(What this task involves) Go through the records and give each one again exactly.

(Records to use)
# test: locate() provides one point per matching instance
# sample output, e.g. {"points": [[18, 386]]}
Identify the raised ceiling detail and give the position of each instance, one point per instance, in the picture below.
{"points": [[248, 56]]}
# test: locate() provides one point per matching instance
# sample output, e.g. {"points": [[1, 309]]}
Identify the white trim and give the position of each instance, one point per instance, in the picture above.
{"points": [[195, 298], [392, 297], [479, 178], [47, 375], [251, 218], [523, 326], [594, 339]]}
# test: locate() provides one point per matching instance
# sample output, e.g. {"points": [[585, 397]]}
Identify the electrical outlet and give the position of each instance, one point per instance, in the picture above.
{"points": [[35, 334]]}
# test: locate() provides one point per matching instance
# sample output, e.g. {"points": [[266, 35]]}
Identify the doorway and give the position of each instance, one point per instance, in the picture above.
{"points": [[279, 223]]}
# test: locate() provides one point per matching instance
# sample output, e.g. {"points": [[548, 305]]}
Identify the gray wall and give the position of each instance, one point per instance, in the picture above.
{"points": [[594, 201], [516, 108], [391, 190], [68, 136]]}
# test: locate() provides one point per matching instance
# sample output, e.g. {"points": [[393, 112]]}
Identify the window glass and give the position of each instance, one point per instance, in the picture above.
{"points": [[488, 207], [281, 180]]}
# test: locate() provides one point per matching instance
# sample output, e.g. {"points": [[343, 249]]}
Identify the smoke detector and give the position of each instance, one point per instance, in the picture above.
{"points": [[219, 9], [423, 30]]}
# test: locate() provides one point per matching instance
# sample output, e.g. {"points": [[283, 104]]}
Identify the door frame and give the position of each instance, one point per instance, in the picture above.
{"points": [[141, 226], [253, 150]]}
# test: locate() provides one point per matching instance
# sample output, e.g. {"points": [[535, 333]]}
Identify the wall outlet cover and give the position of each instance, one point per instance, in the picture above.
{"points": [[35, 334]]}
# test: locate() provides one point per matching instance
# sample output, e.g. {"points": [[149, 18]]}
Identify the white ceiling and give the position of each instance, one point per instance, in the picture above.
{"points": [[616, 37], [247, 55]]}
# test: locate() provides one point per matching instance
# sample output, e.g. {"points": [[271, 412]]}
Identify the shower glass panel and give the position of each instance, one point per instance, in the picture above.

(Exercise response)
# test: locate() provides one point per matching instance
# sample output, e.g. {"points": [[18, 386]]}
Identify the raised ceiling detail and give the position of each instance, one point per instance, in the picture below.
{"points": [[248, 56]]}
# test: locate() provides one point per matching instance
# sample output, e.g. {"points": [[1, 309]]}
Identify the white trim and give the position of each instance, one point per instance, in the picture above.
{"points": [[195, 298], [392, 297], [479, 178], [47, 375], [251, 218], [523, 326], [594, 339]]}
# test: locate() provides one point per matching instance
# sample output, e.g. {"points": [[585, 397]]}
Identify the electrical outlet and give the position of each instance, one point per instance, in the picture above.
{"points": [[35, 334]]}
# test: locate() provides one point per matching instance
# sample output, e.g. {"points": [[266, 35]]}
Identify the doorway and give the position of each instance, one point per instance, in the picture above.
{"points": [[279, 223]]}
# test: locate() provides one point per matching instance
# sample output, e.g. {"points": [[548, 305]]}
Identify the gray wall and give the position of each instance, one point per instance, in the picture above.
{"points": [[594, 201], [516, 108], [391, 190], [68, 136]]}
# test: locate() provides one point per matching instance
# sample output, e.g. {"points": [[393, 112]]}
Identify the window glass and give the position of each instance, one point per instance, in the picture above.
{"points": [[488, 207], [281, 180]]}
# test: locate() provides one point per matching instance
# sample output, e.g. {"points": [[343, 249]]}
Identify the smoke detector and give the position of each instance, one point per instance, in the picture above.
{"points": [[219, 9], [423, 30]]}
# test: locate() provides one point per matching instance
# sample output, e.g. {"points": [[283, 104]]}
Identify the door frame and give the position of each instance, one point per instance, in the picture above.
{"points": [[141, 226], [253, 150]]}
# test: locate() provides one point per matching instance
# sample output, e.g. {"points": [[535, 333]]}
Identify the wall outlet cover and give the position of each instance, one point per instance, in the picture above.
{"points": [[35, 334]]}
# test: locate() provides one point per matching instance
# sample output, e.g. {"points": [[149, 18]]}
Identify the white ceiling and give the position of each instance, one point per instance, in the picture above.
{"points": [[616, 37], [247, 55]]}
# test: locate() provides one point per matching instance
# sample output, e.g. {"points": [[271, 412]]}
Identify the shower glass panel and give the position of each instance, one point per instance, in the picture above.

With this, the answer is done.